→ **Directive**: Repeat each entry in full, exactly.

(Excerpts of location labeling data)
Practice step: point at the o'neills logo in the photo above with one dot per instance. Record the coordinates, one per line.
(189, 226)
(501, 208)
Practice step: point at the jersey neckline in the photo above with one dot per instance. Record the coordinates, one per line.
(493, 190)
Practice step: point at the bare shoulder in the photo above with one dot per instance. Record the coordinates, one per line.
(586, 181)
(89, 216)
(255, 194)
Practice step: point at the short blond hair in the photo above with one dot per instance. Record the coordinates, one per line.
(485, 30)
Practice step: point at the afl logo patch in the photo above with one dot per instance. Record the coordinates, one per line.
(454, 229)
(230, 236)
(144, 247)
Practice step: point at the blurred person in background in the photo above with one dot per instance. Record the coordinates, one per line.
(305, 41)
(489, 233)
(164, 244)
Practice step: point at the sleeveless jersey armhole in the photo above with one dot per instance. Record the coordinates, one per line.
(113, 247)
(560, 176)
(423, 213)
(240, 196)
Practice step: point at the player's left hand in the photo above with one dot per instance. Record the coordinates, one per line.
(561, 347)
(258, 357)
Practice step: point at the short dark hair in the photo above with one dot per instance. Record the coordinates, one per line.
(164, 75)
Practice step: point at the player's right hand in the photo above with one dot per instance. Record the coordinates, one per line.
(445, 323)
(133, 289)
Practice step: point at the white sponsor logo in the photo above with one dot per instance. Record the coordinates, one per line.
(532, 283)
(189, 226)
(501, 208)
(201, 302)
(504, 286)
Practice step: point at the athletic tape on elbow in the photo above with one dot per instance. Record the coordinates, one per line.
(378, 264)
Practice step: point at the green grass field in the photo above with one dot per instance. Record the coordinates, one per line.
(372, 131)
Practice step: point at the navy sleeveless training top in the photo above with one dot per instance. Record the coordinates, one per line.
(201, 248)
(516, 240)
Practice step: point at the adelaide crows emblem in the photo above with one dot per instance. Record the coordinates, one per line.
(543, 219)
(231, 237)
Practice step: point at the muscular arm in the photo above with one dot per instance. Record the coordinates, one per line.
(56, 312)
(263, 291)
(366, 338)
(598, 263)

→ **Result of the task**:
Practice step: point at the o'neills logo in the photo above with one dot per instance. Record the coordinates, one per line.
(189, 226)
(501, 208)
Practice step: point at the jersey neckline in the photo above with one dot per instance. Record the coordinates, one per line.
(493, 190)
Practice step: point at the bare shoulder in the photo above with one dot per instance. Record the coordinates, one per line.
(586, 181)
(89, 216)
(255, 194)
Practice step: point at the short blond hair in the photo above with one dot per instance. Record the coordinates, one per line.
(485, 30)
Practice step: point at the afl logo patch in the photo above with one dot per instance. Record the coordinates, one per line.
(454, 229)
(230, 236)
(144, 247)
Practice step: point at the blurred person in background in the photo above with one dot per instance. Record the coordinates, one per line.
(305, 41)
(489, 233)
(164, 244)
Practice step: point at the sleeveless jersey armhole in the photo above with one dot per instance. Record the coordinates, one per line.
(113, 247)
(560, 176)
(423, 213)
(240, 196)
Practice step: point at the player's left hand in the photo above with one dot per instance. Record the coordinates, one per line.
(561, 347)
(258, 357)
Practice step: point at the short dark hair in the photo above with one dot per instance. Record the coordinates, one per line.
(164, 75)
Practice step: point at the player's right hand in the photo above with one dot per instance. Record the coordinates, one per line.
(445, 323)
(133, 289)
Practice step: point at the white sponsor logo in the photo above with one dot per instance. Record the coordinates, one per line.
(532, 283)
(189, 226)
(501, 208)
(201, 302)
(504, 286)
Practice step: point at the athletic tape on elbow in the photo above with one dot per instance. Record the coordinates, one per line.
(378, 264)
Practice step: point at the green grass field in the photo above with one dot per instance. Record the coordinates, one per line.
(372, 131)
Practice step: point at the navy sleeveless training top in the photo above with one dot per instance. Record the coordinates, one per line.
(201, 248)
(516, 240)
Practice step: point at the adelaide crows emblem in the photo above with one dot per instance. Record the coordinates, one per line.
(543, 219)
(231, 237)
Practice step: point at the muscular arm in the photo above with one dot per instance. Record the coordinates, one per line.
(56, 312)
(263, 291)
(366, 338)
(598, 263)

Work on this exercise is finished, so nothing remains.